- [ITEMS]
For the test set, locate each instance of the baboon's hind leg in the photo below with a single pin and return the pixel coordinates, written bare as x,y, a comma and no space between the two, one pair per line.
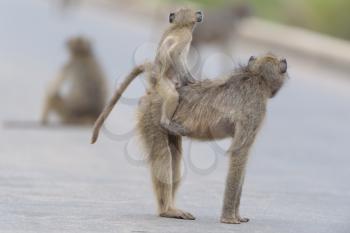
161,162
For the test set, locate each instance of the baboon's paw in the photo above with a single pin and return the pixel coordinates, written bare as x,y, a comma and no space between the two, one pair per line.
230,220
179,214
175,129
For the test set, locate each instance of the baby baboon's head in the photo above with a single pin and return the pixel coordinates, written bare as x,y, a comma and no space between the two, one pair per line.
185,16
79,46
272,69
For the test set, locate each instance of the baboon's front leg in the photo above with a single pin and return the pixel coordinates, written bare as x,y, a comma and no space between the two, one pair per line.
162,177
230,212
175,144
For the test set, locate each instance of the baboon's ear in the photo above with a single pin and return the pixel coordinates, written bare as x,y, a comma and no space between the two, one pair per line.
199,16
171,17
252,58
251,62
283,66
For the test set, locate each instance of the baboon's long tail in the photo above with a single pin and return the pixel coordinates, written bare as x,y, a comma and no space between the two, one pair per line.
107,110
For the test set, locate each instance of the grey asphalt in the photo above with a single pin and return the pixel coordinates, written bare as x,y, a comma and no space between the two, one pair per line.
53,180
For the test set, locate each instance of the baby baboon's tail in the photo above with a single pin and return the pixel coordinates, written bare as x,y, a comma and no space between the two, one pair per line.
107,110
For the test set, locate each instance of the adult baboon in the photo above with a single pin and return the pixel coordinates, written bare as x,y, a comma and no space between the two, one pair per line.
233,106
86,94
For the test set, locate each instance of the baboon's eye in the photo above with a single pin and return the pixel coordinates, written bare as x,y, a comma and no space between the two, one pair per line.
171,17
199,16
283,66
252,58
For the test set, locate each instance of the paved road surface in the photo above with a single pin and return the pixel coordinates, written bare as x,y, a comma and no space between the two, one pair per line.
52,180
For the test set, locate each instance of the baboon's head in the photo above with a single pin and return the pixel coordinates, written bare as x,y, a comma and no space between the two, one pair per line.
79,46
185,17
272,69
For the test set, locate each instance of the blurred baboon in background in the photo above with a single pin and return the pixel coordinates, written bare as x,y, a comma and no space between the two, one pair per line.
78,94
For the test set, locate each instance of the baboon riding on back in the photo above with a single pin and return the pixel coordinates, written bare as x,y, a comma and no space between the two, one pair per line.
228,107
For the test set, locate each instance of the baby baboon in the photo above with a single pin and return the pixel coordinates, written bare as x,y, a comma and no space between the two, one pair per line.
86,94
233,106
168,72
171,64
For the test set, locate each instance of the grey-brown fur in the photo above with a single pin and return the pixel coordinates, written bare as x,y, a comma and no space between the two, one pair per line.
86,96
232,106
167,73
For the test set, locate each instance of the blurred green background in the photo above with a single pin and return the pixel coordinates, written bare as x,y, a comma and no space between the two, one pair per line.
326,16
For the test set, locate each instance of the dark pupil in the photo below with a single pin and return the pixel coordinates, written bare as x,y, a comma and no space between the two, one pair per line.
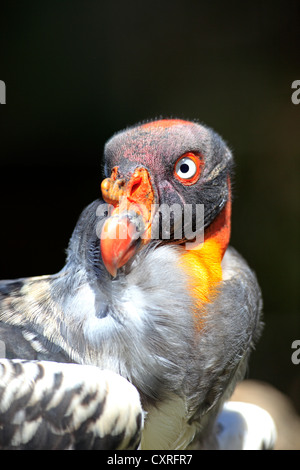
184,168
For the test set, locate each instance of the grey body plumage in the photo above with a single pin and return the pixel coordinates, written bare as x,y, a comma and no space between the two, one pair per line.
140,324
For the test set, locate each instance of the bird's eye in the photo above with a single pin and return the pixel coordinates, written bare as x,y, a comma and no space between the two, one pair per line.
187,169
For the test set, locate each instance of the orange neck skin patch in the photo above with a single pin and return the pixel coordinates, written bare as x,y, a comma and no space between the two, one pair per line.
203,265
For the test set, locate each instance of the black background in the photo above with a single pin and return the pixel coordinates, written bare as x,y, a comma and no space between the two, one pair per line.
78,71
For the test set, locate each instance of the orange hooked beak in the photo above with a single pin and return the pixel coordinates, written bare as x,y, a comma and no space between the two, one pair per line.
129,225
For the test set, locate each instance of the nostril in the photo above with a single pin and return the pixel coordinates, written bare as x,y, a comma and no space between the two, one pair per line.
135,186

- [TASK PROMPT] Restate the records above in full, word for word. Keep pictures out.

- [CORRECT RESPONSE]
For the test set, locate each instance of the baboon's hind leg in the photo below with a single pin and return the pixel coordinates, written bare as x,y, a comma and no space between the two, one pair per line.
161,162
For the test set, locate each instance of the baboon's paw in the photo above with a single pin and return the pixel coordinates, written bare as x,y, a comma and no space between the two, one pair per line.
230,220
179,214
175,129
For the test set, locate each instance of the baby baboon's head in the photo above with a single pin and return the pixel coordinates, written bare as x,y, a comma and no space between the two, one pair per line.
185,16
79,46
272,69
For the test set, locate each instance of the baboon's front leg in the photo above with a single pin and return the pixel coordinates, written bare as x,y, a comma and no space between the two, one pair per line.
162,177
230,212
175,144
For the test set, locate each instance of the baboon's ear in the photo above with a single pin and return the pixel coordinates, written bare as x,y, a comma and no space between the two, one pair per line.
199,16
171,17
252,58
251,62
283,66
For the test set, locate each instance of the baboon's long tail in the photo above with a single pin and return the pixel coordinates, written bare as x,y, a comma and no space between the two, one pair per line.
107,110
For the test set, locate each instance of the grey asphalt in the photo above with a single pin and return the pixel coordinates, written bare as x,y, a comma and no space between the two, one pair per line.
53,180
For the test set, locate each instance of the baby baboon's tail in the photo above with a single pin and return the pixel coordinates, written bare as x,y, a comma and no space between the two, one pair per line.
107,110
For the test set, locate each instance of the adult baboon in the photo above with a single pin and return the pixel coordinates, written bare as x,y, a comma and no space between the two, one pair per line.
233,106
86,94
For the test set, locate each instance of the baboon's eye in the photo above with a single pin and return the pixel coordinates, written bare as x,y, a comma and no space between the two, one pair per line.
171,17
199,16
283,66
252,58
For the test set, locate each instance of the paved road surface in the photo above with a single pin and return the pixel coordinates, written bare as x,y, a comma and no space between the two, one pair per line.
52,180
For the test set, locate each instance of the baboon's head in the photo above with a single pin and return the pixel coordinates, written bare as x,y, a comma and no space between the two, one pair per line.
79,46
185,17
272,69
For the test set, locate each instance of the blurred baboon in background in the photo above with a single pin and return the pixel coordinates, written bare as x,y, a comma and no space between the two, one pair per line.
78,94
For the test set, locate each instance of the baboon riding on back in the photo above with a single pin and return the pixel coordinates, written bare as x,y, a comma and no space between the two, one pair per line.
228,107
For the test set, locate each instance of the baby baboon in the photo above with a single pin and return the pixel coordinates, written bare as x,y, a comma and no space between the two, one pair per line.
86,94
233,106
168,72
171,64
For the test set, locate each instance of the grey-brown fur in the photo above with a single pin and return the pixel coordinates, written bare as x,y, a comma and no space between the two, one pair per line.
86,96
232,106
167,73
For the test set, locate each instance of the blurred green background in the photo above with a single pin and return the pixel coordinates, written bare as x,y, a comma and no space between the two, one pair per line.
326,16
For the test set, locate each instance of the dark pupil in the photo below with a single pin and return the pixel coordinates, written bare as x,y, a comma and no space between the two, one pair per line.
184,168
For the test set, locate each instance of the grey body plumage in the photo above with a single pin and return the pixel coordinates, written bare as x,y, a comma and no space between the two, one pair per line.
140,324
For the test set, locate each instance of the bird's eye in the photo above with a single pin and return the pixel coordinates, written bare as x,y, a comma and no space between the two, one pair per line.
187,169
For the test set, locate each instance of the orange neck skin patch in the photo above with a single pin and return the pixel coordinates, written bare as x,y, a comma and no space between the two, one pair per line.
203,265
For the test set, locate each instance of the black background in the photo above with a single pin and return the pixel coordinates, written bare as x,y, a comma and no space between the two, one pair per line.
78,71
For the test set, locate each instance of the orange hooked beak in the photo above with a single pin and return the pixel coordinates, written bare as x,y, a comma and no space between the two, one pair per line.
129,225
For the test set, locate each instance of the nostril in the photo above with a single pin and return the pixel coordinates, written bare as x,y, a comma and no space between the two, one pair per line.
135,186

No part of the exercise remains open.